● TO DO
[1] Translate this sentence from the Tool Packs page below into Spanish: "Tool Packs solve this by centralizing tool definitions."
[2] Write a continuation of the Tool Packs page below, starting right after its final sentence.

● SOURCE DOCUMENT
——————

Tool Packs

A Tool Pack is a reusable library of tool definitions — each tool has a name, description, parameters, and its own visual implementation graph. Build your tools once in a Tool Pack project, then import the pack into any Agent or Server Graph project. No more duplicating tool schemas and handler code across projects.

Why Tool Packs?

Without Tool Packs, tools are defined in two places:

  • Agent projects — the Dispatch Tool node declares tool schemas (name + params) but the actual handler code lives outside Loom
  • Server Graph projects — the Tool Definition node declares schemas and wires handler logic inline on the canvas

If the same tool appears in both an agent and a server graph, you maintain two copies. Change the schema in one place and forget the other — things break silently.

Tool Packs solve this by centralizing tool definitions. Define the tool once with its full visual implementation, then import it everywhere.

Creating a Tool Pack

  1. On the Dashboard, click New Project and select Weave AI → Tool Pack
  2. Name your pack (e.g. "Database Tools", "Search Utils")
  3. The editor opens with a Tools panel on the left sidebar

The Tools Panel

The Tools panel lists all tools in your pack. Each tool has:

Field Description
Name The tool name (snake_case, e.g. search_web)
Description What the tool does — this is sent to the LLM
Parameters Typed input parameters (name + type)

To add a tool:

  1. Click + Add at the top of the Tools panel
  2. A new tool appears with a default name — double-click to rename
  3. Click the tool to select it — the description and parameter fields appear below
  4. Set the description (sent to the LLM) and add parameters with + param
  5. The canvas automatically navigates to the selected tool's implementation graph

Each tool has its own graph canvas. The breadcrumb shows Pack Name → Tool Name so you always know which tool you're editing.

Wiring a Tool Implementation

When you navigate into a tool's graph, you'll see a Tool Entry node already placed. This is the entry point for the tool's handler — it reads the tool's name, description, and parameters from the Tools panel (not from node state).

——————

● PROVIDED DATA

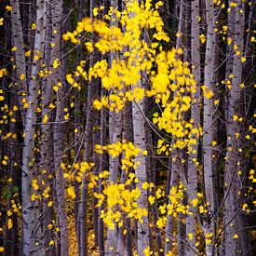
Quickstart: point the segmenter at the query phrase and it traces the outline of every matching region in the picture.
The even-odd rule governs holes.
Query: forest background
[[[253,255],[252,0],[0,3],[0,253]]]

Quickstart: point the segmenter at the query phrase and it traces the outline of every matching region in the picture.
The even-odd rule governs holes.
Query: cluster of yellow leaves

——————

● ANSWERS BY TASK
[1] Los Tool Packs resuelven esto centralizando las definiciones de herramientas.

[2]
Wire your implementation between Tool Entry and Tool Return:

Tool Entry
  -> Get Tool Arg (extract parameters)
  -> ... your logic (HTTP requests, data transforms, agents, etc.)
  -> Tool Return (return the result)

For error cases, use Tool Error to return an error message instead:

Tool Entry
  -> Try/Catch
      |-- exec_try -> ... logic ... -> Tool Return
      |-- exec_catch -> Tool Error

All the same nodes available in Server Graph tool handlers are available here: flow control, data transforms, HTTP requests, file I/O, caching, and more.

Tool Entry Node

The Tool Entry node is auto-placed when you create a tool — you don't add it from the palette. It's the starting point of every tool implementation graph. The node is an entry node (exec out, no exec in) that provides a single data output:

  • input — The tool's parameters as an mcp.ToolInput object

Use Get Tool Arg downstream to extract individual parameters by name.

The node's header reflects the active tool — it shows the tool name as its title and the description as its subtitle. Parameters are displayed read-only in the node body. All of these are managed in the Tools panel sidebar, not on the node.

Generated Output

Clicking Generate on a Tool Pack project produces:

tools.py          <- all tool functions
requirements.txt  <- dependencies

Each tool becomes a plain Python function:

async def search_web(query: str, max_results: int = 10) -> Any:
    """Search the web for a query string."""
    # ... generated from your visual graph ...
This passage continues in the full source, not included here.